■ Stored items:
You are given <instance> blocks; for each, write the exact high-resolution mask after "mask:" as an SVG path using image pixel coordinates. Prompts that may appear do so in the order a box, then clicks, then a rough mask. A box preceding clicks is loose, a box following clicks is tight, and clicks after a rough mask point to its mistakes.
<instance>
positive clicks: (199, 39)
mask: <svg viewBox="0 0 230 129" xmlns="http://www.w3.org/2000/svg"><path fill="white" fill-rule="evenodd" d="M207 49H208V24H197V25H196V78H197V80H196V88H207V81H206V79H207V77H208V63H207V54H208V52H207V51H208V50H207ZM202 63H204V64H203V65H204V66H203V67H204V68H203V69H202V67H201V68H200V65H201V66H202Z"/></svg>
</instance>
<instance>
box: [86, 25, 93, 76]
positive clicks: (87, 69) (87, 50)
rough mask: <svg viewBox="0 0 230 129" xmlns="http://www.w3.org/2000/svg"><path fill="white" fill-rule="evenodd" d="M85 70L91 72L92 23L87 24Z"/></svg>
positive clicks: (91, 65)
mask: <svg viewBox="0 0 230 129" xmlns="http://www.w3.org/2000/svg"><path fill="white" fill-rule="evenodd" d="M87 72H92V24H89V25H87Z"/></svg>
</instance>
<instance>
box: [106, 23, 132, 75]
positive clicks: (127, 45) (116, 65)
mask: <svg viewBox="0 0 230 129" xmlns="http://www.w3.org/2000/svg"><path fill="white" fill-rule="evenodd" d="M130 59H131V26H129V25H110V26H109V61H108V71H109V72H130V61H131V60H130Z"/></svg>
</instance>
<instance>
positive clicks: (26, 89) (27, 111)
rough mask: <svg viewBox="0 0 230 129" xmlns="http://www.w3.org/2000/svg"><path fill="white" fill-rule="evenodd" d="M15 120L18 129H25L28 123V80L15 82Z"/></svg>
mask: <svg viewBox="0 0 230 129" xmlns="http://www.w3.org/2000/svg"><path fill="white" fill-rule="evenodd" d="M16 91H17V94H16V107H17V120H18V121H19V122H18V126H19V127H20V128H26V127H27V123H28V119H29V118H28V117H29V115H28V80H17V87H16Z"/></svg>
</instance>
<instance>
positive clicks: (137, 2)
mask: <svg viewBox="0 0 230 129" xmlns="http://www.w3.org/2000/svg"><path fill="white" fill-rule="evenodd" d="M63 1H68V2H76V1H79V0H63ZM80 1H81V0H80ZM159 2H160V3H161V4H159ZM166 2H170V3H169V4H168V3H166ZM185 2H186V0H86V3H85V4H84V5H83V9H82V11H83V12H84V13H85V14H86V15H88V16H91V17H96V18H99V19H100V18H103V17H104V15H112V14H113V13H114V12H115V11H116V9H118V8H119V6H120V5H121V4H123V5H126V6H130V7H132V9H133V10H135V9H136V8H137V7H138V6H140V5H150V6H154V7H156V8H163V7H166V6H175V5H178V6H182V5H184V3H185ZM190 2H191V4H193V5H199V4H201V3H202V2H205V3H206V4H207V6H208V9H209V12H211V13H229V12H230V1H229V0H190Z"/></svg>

■ What you should do:
Can you write out every one of the lines above, character for character?

■ Response for this exercise:
You are given <instance> blocks; for each, write the exact high-resolution mask after "mask:" as an SVG path using image pixel coordinates. Prompts that may appear do so in the order a box, then clicks, then a rough mask. A box preceding clicks is loose, a box following clicks is tight, and clicks after a rough mask point to its mistakes.
<instance>
positive clicks: (199, 39)
mask: <svg viewBox="0 0 230 129" xmlns="http://www.w3.org/2000/svg"><path fill="white" fill-rule="evenodd" d="M207 49H208V24H197V25H196V78H197V80H196V88H207V81H206V79H207V77H208V63H207V54H208V52H207V51H208V50H207ZM202 63H204V64H203V65H204V66H203V67H204V68H203V69H202V67H201V68H200V65H201V66H202Z"/></svg>
</instance>
<instance>
box: [86, 25, 93, 76]
positive clicks: (87, 69) (87, 50)
rough mask: <svg viewBox="0 0 230 129" xmlns="http://www.w3.org/2000/svg"><path fill="white" fill-rule="evenodd" d="M85 70L91 72L92 23L87 24Z"/></svg>
positive clicks: (91, 65)
mask: <svg viewBox="0 0 230 129" xmlns="http://www.w3.org/2000/svg"><path fill="white" fill-rule="evenodd" d="M87 72H92V24H89V25H87Z"/></svg>
</instance>
<instance>
box: [106, 23, 132, 75]
positive clicks: (127, 45) (116, 65)
mask: <svg viewBox="0 0 230 129" xmlns="http://www.w3.org/2000/svg"><path fill="white" fill-rule="evenodd" d="M130 59H131V26H129V25H110V26H109V61H108V71H109V72H130V61H131V60H130Z"/></svg>
</instance>
<instance>
positive clicks: (26, 89) (27, 111)
rough mask: <svg viewBox="0 0 230 129" xmlns="http://www.w3.org/2000/svg"><path fill="white" fill-rule="evenodd" d="M15 120L18 129H25L28 123V80L15 82Z"/></svg>
mask: <svg viewBox="0 0 230 129" xmlns="http://www.w3.org/2000/svg"><path fill="white" fill-rule="evenodd" d="M16 91H17V94H16V107H17V120H18V121H19V122H18V126H19V127H20V128H26V127H27V123H28V119H29V118H28V117H29V115H28V80H17V87H16Z"/></svg>
</instance>
<instance>
positive clicks: (137, 2)
mask: <svg viewBox="0 0 230 129" xmlns="http://www.w3.org/2000/svg"><path fill="white" fill-rule="evenodd" d="M63 1H68V2H76V1H79V0H63ZM80 1H81V0H80ZM159 2H160V3H161V4H159ZM166 2H170V3H169V4H168V3H166ZM185 2H186V0H86V3H85V4H84V5H83V9H82V11H83V12H84V13H85V14H86V15H88V16H91V17H96V18H99V19H100V18H103V17H104V15H112V14H113V13H114V12H115V11H116V9H118V8H119V6H120V5H121V4H123V5H126V6H130V7H132V9H133V10H135V9H136V8H137V7H138V6H140V5H150V6H154V7H156V8H163V7H166V6H175V5H178V6H182V5H184V3H185ZM190 2H191V4H193V5H199V4H201V3H202V2H205V3H206V4H207V6H208V9H209V12H211V13H229V12H230V1H229V0H190Z"/></svg>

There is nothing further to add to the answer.